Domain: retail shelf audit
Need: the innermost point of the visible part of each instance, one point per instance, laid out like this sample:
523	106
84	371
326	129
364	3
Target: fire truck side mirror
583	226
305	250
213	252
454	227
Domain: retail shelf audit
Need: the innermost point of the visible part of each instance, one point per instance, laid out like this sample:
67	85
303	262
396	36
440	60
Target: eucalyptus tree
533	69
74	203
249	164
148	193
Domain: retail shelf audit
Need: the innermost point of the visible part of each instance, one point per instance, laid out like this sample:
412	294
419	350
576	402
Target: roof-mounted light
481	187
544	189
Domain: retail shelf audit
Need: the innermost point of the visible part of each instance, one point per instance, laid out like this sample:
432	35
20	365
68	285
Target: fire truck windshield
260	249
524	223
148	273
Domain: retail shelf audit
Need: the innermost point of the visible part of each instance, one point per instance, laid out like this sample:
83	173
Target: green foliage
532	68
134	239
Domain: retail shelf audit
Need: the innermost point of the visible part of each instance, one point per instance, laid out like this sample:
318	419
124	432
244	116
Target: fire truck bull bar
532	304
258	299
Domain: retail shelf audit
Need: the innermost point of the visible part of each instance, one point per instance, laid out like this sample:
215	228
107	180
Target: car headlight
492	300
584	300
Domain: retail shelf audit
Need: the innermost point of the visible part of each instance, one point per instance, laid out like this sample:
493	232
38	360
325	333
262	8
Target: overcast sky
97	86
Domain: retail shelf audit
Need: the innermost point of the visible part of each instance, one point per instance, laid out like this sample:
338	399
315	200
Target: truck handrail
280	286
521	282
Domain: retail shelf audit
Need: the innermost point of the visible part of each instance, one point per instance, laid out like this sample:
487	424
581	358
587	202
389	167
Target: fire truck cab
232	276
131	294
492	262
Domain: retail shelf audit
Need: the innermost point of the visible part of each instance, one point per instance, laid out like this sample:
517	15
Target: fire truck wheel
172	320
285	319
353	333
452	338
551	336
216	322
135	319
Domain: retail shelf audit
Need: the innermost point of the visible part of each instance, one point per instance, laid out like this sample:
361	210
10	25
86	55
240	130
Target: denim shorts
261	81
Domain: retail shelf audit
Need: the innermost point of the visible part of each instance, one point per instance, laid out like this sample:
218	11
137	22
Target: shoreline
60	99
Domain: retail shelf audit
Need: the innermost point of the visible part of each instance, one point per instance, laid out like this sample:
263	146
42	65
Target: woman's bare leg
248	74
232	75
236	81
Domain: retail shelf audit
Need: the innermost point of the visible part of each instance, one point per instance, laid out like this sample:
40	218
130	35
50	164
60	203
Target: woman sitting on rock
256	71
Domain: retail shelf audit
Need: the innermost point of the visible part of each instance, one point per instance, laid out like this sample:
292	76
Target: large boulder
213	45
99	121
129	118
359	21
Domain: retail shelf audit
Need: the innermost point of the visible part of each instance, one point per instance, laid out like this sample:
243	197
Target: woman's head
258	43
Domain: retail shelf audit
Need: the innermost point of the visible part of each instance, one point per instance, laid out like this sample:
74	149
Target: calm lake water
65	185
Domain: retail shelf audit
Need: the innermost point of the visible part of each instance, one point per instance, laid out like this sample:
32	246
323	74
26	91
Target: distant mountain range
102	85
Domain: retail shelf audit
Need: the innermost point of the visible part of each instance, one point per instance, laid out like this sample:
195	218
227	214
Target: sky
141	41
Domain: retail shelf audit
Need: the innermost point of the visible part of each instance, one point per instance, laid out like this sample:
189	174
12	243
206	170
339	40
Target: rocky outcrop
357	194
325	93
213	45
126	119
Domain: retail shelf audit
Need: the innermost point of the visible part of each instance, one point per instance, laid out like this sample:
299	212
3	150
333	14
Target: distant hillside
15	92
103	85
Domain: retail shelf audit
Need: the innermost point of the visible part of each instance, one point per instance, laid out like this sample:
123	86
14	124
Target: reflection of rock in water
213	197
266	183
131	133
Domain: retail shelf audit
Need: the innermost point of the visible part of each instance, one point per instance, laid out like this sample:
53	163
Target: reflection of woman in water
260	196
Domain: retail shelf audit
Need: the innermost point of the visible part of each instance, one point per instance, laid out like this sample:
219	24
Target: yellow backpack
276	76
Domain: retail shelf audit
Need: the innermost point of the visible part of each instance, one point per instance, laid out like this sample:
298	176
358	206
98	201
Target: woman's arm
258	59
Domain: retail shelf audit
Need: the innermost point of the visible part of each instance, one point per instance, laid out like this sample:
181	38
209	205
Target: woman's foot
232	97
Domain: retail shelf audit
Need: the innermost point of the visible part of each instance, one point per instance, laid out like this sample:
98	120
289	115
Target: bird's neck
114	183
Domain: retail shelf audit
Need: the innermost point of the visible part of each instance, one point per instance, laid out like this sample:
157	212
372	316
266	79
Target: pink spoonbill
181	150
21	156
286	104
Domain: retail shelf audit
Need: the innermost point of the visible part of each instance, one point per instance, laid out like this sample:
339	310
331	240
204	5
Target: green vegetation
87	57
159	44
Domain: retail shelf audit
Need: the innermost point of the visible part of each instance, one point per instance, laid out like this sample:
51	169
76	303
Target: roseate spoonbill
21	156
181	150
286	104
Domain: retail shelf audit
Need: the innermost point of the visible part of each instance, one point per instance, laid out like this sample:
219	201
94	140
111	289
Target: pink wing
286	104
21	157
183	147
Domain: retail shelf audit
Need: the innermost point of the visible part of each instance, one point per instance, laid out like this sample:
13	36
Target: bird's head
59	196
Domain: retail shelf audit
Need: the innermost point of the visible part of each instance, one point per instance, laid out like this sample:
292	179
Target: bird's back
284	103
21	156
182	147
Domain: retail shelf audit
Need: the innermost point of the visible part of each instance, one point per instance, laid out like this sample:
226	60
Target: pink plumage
════════════════════
* _PROBLEM DETAILS_
Print the records above in full, exactly.

* _ANSWER FOR THIS EXERCISE_
Domain: retail shelf audit
Need: the innermost point of the visible part of each instance, one point per instance, laid out like this sample:
523	106
84	371
326	129
364	3
Target: fire truck side mirror
583	226
305	250
213	252
454	227
Domain: retail shelf audit
Need: the innermost point of the visible part of each instance, one point per instance, laid out like this sample:
67	85
303	262
396	36
440	60
Target: eucalyptus tree
533	69
74	203
249	164
148	193
Domain: retail shelf audit
Need: the innermost point of the visible part of each instance, one point per instance, laid out like this sample:
412	294
419	350
576	402
Target: roof-mounted light
481	187
544	189
Domain: retail shelf audit
Need: the innermost point of the visible part of each instance, one point per instance, laid out like this sample:
432	35
20	365
68	285
Target: fire truck windshield
260	249
524	223
148	273
Domain: retail shelf audit
Need: the innermost point of the visible part of each instance, one point per instance, laid out like this sample:
83	173
Target: green foliage
532	68
134	239
Domain: retail shelf audit
Need: the innermost point of the visible part of each instance, one point per instance, laid out like this sample:
318	419
124	432
244	116
Target: fire truck bull bar
532	304
258	299
Domain: retail shelf audit
Need: the innermost point of the visible part of each instance, one point per instance, laid out like this sample:
215	228
107	180
Target: car headlight
492	300
584	300
Domain: retail shelf audit
Need: the innermost point of the visible part of each instance, one point per instance, laid out like this sample:
493	232
38	360
325	333
262	8
Target: overcast sky
97	86
Domain: retail shelf audit
Need: the innermost point of the visible part of each instance, one point per instance, laid out like this sample:
338	399
315	200
Target: truck handrail
280	286
521	282
Domain: retail shelf audit
Need: the innermost point of the visible part of each instance, one point per instance, laid out like this sample:
487	424
581	358
587	202
389	167
Target: fire truck cab
232	276
131	294
492	262
Domain: retail shelf audit
Need: the innermost point of the visible part of each instance, one point per instance, laid out like this sample:
517	15
Target: fire truck wheel
172	320
285	319
353	333
452	338
551	336
216	322
135	319
Domain: retail shelf audit
Need: the innermost point of the visible part of each instance, one point per instance, laid out like this sample:
361	210
10	25
86	55
240	130
Target: denim shorts
261	81
Domain: retail shelf audit
Need: the innermost point of the visible part of each instance, one point per instance, laid out like this sample:
218	11
137	22
Target: shoreline
60	99
Domain: retail shelf audit
Need: the innermost point of the visible part of each instance, one point per instance, laid out like this sample:
263	146
42	65
Target: woman's bare leg
248	74
232	75
236	81
Domain: retail shelf audit
Need: the innermost point of the visible part of each instance, one point per instance, laid out like this sample:
40	218
130	35
50	164
60	203
Target: woman sitting on rock
256	71
Domain: retail shelf audit
Need: the innermost point of the visible part of each instance, one point per instance, laid out like this sample:
292	76
Target: large boulder
213	45
99	121
129	118
359	21
Domain: retail shelf audit
Need: the innermost point of the visible part of each instance, one point per instance, laid out like this sample:
243	197
Target: woman's head
258	43
Domain: retail shelf audit
Need: the innermost point of the visible part of each instance, one point per instance, laid out like this sample:
74	149
Target: calm lake water
65	185
Domain: retail shelf audit
Need: the innermost point of the visible part of each instance, one point per instance, laid out like this sample:
32	246
323	74
26	91
Target: distant mountain range
102	85
Domain: retail shelf audit
Need: the innermost point of the visible part of each instance, one point per instance, laid out like this sample:
195	218
227	214
Target: sky
141	41
Domain: retail shelf audit
Need: the innermost point of the visible part of each instance, one point per instance, laid out like this sample:
189	174
12	243
206	170
339	40
Target: rocky outcrop
357	194
325	93
213	45
126	119
Domain: retail shelf audit
Need: the innermost point of the visible part of each instance, one point per instance, laid out like this sample:
299	212
3	150
333	14
Target: distant hillside
15	92
103	85
Domain: retail shelf audit
Need: the innermost point of the visible part of each instance, one point per instance, laid out like this sample:
123	86
14	124
Target: reflection of rock in water
213	197
266	183
131	133
Domain: retail shelf audit
Need: the innermost point of the visible part of each instance, one point per instance, laid out like this sample:
53	163
Target: reflection of woman in water
260	196
Domain: retail shelf audit
Need: the innermost point of the visible part of each instance, one point per instance, laid out like this sample:
219	24
Target: yellow backpack
276	76
Domain: retail shelf audit
Need: the innermost point of the visible part of each instance, one point per instance, laid out like this sample:
298	176
358	206
98	201
Target: woman's arm
258	59
Domain: retail shelf audit
Need: the innermost point of the visible part of each instance, one point per instance, laid out like this sample:
181	38
209	205
Target: woman's foot
232	97
Domain: retail shelf audit
Need: the innermost point of the visible part of each instance, one point per instance, laid out like this sample:
98	120
289	115
Target: bird's neck
114	183
Domain: retail shelf audit
Need: the innermost point of the visible part of each instance, one point per instance, laid out like this sample:
157	212
372	316
266	79
Target: pink spoonbill
181	150
21	156
286	104
Domain: retail shelf audit
Need: the innermost point of the visible part of each instance, one point per instance, laid out like this sample:
339	310
331	240
204	5
Target: green vegetation
87	57
159	44
Domain: retail shelf audit
Need: the innermost point of the visible part of each instance, one point per instance, laid out like this sample:
51	169
76	303
Target: roseate spoonbill
21	156
181	150
286	104
Domain: retail shelf audit
Need: the innermost point of the visible part of each instance, one point per instance, laid out like this sample:
219	201
94	140
111	289
Target: pink wing
286	104
21	157
183	147
Domain: retail shelf audit
Need: the innermost point of the visible part of each instance, one point per instance, laid out like this sample:
13	36
Target: bird's head
59	196
Domain: retail shelf audit
Need: the innermost point of the visible part of each instance, one point per instance, laid out like this sample:
292	179
Target: bird's back
284	103
21	156
182	147
Domain: retail shelf audit
Need: the innermost point of the visible part of each instance, one point per instance, laid out like this sample:
226	60
Target: pink plumage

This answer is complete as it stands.